■ REQUIRED TASKS ■
1 – In the passage on the virtual minyan, what work by R. Yitzhak Zilberstein is quoted as supporting the halakha?
2 – Name every operating system and online meeting platform mentioned in the passage on the virtual minyan.
3 – Pick up the passage on the virtual minyan after its final sentence and carry it forward.

■ SELECTED EXCERPT ■
================================

Now, though the Shulhan Arukh spoke of Windows, he would probably agree that Mac or any other OS will do. This halakha makes it clear that it is important for the participants of the minyan to see each other, which is easily achievable with platforms such as Zoom or Go to Meetings. This is supported by a halakha quoted in Hishukay Hemmed by R. Yitzhak Zilberstein (Israel, 1934-) on Berakhot 21:1.
והנה עשרה יהודים המפוזרים על פני השדה, כל זמן שרואים אחד את השני ושומעים את קולו של הש”ץ או של האומר קדיש מצטרפים הם למנין
R. Zilberstein writes about people who visit the cemetery, saying that they could recite Kaddish by a grave, as long as they can see each other and hear the one saying Kaddish, even if they are far removed from each other. If we assume that one the Kaddish can be heard 30 feet away, then some of the participants of this Kaddish might be 60 feet apart, as one is to the right and the other to the left of the grave. Those two can see but not hear each other, yet they can join in prayer because they can see each other and hear the one saying Kaddish.
It is clear, therefore, that when ten people are present simultaneously in a virtual room, they meet all the requirements of the minyan because they can see and hear each other, and they can certainly acknowledge that they are all engaged in communal prayer. God, watching from above, would smile, because He always knew how people were connected, and He is now glad that they know it as well.
I would like to conclude with this beautiful teaching from the Talmud (San. 39:1), which seems to have been written with the virtual minyan in mind:
אמר ליה קיסר לרבן גמליאל: אמריתו, כל בי עשרה שכינתא שריא, כמה שכינתא איכא? …אמר ליה: אמאי על שמשא בביתיה דקיסר? אמר ליה: שמשא אכולי עלמא ניחא. [אמר ליה] ומה שמשא, דחד מן אלף אלפי רבוא שמשי דקמי קודשא בריך הוא, ניחא לכולי עלמא, שכינתא דקודשא בריך הוא על אחת כמה וכמה
The emperor asked Rabban Gamliel: you say that wherever there are ten people the Divine Providence, Shekhina, is found, how many Shekhinas are there?

================================

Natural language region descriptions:

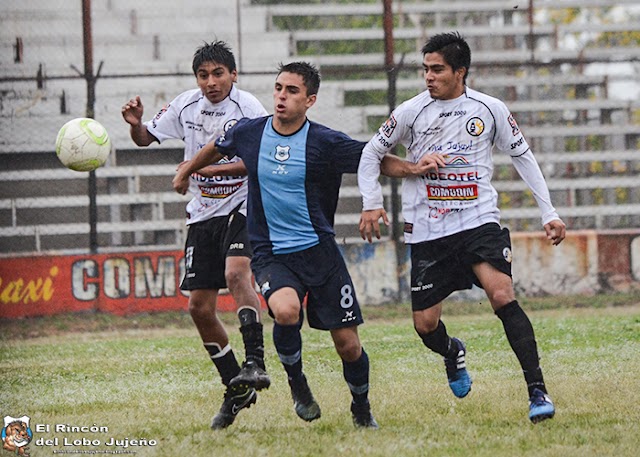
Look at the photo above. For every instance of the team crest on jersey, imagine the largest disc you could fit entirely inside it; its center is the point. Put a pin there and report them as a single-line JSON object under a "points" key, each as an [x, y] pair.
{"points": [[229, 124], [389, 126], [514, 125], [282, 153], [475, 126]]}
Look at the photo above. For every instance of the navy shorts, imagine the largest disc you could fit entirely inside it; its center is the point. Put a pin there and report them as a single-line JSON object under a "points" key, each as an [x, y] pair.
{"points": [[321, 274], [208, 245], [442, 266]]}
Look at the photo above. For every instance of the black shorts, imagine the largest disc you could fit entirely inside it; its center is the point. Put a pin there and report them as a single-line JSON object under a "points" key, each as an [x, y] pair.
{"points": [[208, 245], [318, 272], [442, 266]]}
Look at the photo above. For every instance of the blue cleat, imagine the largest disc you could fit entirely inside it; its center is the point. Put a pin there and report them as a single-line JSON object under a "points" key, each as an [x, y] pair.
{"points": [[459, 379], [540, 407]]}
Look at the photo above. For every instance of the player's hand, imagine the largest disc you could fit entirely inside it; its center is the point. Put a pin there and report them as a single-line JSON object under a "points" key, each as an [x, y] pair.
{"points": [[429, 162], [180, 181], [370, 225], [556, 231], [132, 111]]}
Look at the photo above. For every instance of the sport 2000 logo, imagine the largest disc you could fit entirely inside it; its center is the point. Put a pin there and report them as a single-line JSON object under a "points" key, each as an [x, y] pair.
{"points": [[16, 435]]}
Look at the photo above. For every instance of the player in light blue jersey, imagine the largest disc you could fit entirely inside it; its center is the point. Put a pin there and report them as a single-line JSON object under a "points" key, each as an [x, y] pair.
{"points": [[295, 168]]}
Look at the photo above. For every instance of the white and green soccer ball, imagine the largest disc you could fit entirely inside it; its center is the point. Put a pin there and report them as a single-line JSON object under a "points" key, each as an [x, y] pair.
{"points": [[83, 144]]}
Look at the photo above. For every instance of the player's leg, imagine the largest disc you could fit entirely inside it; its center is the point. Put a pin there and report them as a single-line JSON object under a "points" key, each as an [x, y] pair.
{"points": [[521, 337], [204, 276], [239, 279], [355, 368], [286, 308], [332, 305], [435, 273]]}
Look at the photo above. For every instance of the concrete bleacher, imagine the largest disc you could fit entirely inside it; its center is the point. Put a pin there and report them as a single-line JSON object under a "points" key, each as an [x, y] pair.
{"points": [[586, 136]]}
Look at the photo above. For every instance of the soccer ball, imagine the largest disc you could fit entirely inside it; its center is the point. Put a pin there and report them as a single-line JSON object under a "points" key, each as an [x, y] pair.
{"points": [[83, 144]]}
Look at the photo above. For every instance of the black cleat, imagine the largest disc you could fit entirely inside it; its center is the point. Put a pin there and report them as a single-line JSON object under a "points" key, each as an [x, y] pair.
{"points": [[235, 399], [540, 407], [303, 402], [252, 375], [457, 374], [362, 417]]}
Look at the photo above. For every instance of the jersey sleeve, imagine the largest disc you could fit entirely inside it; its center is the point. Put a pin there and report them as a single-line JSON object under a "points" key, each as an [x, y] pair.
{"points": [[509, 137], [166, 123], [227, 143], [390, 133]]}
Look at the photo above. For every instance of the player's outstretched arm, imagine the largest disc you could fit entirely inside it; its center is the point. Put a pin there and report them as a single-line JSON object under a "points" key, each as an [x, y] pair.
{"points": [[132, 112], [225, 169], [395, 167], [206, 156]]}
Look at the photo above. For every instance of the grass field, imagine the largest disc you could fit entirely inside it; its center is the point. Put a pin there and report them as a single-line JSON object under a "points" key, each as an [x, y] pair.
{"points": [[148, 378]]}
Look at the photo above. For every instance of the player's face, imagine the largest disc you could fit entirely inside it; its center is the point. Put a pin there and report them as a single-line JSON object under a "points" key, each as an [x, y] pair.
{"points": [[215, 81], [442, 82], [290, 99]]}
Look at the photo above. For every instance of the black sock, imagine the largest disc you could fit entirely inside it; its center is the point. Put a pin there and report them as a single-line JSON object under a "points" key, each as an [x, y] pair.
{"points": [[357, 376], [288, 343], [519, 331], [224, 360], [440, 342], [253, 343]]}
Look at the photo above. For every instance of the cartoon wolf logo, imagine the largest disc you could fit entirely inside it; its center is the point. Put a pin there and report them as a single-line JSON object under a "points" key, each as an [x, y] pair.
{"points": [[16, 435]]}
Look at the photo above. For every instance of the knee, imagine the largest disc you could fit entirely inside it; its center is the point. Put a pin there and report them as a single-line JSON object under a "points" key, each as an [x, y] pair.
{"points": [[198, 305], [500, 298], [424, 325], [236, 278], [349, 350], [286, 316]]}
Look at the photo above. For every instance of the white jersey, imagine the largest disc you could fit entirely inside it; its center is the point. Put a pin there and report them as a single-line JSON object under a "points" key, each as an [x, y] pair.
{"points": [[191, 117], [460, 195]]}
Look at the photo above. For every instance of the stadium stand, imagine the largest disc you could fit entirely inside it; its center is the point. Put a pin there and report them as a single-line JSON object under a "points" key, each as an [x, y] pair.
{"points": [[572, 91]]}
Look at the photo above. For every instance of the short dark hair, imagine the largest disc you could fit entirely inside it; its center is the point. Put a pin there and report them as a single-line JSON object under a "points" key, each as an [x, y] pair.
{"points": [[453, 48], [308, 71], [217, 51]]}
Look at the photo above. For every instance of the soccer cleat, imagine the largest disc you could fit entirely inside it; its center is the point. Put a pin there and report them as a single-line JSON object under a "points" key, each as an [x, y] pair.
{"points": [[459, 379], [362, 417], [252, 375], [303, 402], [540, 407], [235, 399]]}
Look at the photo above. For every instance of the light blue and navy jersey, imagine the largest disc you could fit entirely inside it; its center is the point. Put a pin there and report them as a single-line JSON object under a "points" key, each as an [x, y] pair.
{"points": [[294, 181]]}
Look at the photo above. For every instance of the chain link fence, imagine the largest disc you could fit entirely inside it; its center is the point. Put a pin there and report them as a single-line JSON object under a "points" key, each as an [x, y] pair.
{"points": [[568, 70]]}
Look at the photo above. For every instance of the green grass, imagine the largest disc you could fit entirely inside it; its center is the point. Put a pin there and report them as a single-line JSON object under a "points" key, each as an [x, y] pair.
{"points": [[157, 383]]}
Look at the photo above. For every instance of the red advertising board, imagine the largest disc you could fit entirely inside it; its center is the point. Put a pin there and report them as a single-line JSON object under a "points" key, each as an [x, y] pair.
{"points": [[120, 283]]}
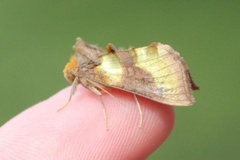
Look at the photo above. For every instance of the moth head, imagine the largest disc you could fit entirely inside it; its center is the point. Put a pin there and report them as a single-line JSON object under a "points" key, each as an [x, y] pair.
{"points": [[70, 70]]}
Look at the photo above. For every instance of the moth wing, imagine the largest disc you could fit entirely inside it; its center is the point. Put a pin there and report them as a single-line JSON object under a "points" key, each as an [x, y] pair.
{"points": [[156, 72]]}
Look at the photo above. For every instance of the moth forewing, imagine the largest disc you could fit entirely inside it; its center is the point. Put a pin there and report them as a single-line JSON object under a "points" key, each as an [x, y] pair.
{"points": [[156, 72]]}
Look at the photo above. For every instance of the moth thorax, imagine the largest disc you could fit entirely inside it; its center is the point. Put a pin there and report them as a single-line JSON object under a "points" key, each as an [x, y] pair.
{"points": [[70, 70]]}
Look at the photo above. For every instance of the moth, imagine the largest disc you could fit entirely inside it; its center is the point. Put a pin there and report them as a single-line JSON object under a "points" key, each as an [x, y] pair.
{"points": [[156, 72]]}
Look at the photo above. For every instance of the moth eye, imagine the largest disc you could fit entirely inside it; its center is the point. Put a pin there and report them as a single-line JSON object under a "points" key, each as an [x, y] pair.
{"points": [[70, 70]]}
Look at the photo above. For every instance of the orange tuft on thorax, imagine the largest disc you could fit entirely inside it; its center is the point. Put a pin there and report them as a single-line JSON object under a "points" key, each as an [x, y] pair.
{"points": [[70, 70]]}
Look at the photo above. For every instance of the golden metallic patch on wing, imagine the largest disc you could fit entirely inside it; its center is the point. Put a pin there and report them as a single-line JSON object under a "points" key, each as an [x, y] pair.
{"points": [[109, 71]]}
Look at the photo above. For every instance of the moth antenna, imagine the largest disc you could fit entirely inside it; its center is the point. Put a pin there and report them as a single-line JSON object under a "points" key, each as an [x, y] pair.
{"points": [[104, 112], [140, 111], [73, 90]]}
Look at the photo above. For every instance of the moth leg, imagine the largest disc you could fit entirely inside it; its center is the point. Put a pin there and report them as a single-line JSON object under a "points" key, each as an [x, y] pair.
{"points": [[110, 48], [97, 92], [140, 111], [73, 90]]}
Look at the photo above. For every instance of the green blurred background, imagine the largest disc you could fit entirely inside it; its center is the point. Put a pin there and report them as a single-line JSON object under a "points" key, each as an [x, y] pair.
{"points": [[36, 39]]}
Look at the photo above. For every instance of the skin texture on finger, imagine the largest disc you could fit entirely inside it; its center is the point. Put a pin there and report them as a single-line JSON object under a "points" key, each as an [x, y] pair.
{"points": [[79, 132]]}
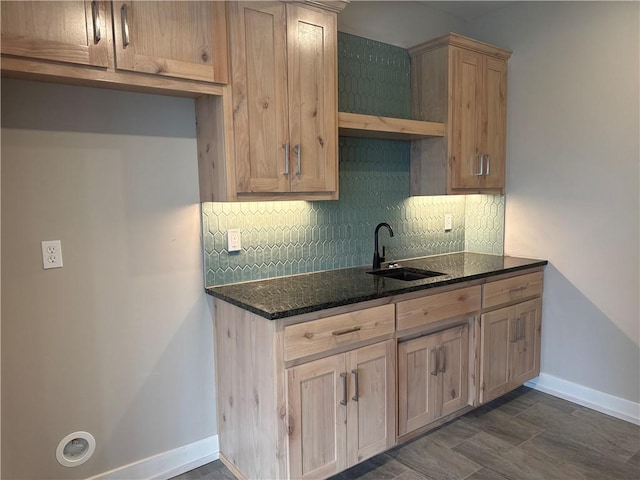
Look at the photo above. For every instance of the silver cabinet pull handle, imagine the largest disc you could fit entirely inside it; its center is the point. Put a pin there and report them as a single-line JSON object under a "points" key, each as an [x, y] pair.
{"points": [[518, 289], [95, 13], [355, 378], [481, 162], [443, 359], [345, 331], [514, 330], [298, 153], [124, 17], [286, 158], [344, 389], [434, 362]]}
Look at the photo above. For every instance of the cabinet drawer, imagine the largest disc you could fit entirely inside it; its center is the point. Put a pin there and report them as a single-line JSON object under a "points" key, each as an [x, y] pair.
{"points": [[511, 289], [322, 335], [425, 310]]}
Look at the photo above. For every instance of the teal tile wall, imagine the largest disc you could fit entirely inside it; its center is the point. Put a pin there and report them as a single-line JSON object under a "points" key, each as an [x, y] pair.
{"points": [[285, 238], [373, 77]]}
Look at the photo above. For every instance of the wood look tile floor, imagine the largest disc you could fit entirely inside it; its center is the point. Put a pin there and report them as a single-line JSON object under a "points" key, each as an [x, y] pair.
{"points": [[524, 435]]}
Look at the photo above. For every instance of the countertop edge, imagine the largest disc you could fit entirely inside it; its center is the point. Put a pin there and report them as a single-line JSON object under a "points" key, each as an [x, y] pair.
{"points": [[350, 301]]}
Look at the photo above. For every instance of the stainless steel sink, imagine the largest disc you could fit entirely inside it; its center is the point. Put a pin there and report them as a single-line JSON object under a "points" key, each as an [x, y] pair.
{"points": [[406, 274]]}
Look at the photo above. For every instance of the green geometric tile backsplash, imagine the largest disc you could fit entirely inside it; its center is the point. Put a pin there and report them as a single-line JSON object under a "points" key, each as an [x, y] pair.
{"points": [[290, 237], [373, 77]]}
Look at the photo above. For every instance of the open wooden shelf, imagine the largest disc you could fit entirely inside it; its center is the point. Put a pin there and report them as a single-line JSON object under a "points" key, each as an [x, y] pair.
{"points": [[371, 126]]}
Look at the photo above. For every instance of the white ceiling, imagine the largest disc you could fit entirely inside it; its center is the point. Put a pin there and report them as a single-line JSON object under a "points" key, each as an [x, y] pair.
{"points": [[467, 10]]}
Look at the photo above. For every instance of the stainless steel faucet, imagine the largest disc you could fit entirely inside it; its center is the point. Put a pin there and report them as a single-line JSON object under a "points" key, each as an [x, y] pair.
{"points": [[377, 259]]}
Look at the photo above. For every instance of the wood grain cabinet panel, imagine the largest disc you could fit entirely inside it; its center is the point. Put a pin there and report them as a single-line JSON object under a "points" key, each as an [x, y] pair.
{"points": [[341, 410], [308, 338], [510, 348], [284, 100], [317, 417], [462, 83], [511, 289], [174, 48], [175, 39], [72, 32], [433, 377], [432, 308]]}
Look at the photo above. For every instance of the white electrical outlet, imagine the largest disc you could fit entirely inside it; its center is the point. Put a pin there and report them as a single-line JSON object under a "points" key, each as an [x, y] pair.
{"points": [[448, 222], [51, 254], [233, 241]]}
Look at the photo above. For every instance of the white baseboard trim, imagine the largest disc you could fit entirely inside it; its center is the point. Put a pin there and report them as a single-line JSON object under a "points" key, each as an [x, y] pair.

================================

■ TASK ANSWERS ■
1 – Hishukay Hemmed, on Berakhot 21:1.

2 – Windows, Mac, Zoom, Go to Meetings

3 –
[Rabban Gamliel] asked: How come there is sunlight in your house?
The emperor answered: the sun shines for the whole world.
Rabban Gamliel said: if the sun, which is one of trillions of God’s servants, can shine for the whole world, how much more so God’s Divine Providence [can come and visit any ten people who are joining in prayer]!
Let us pray for good health and speedy recovery for all!
IMHO perhaps the most fundamental reason for maintaining the institution (rule?) of a minyan =ing ten men in a room is so that we assure that the children will know our institutions. In too many aspects of “modern” Jewish life the easy way, or the subjective reality way has been taken. Too many American Jews today know very little of our institutions. . .and too many are illiterate re our texts . . be it Talmud, Tanach, even Siddur. . . some ven the aleph bet.
So let’s do it for the children.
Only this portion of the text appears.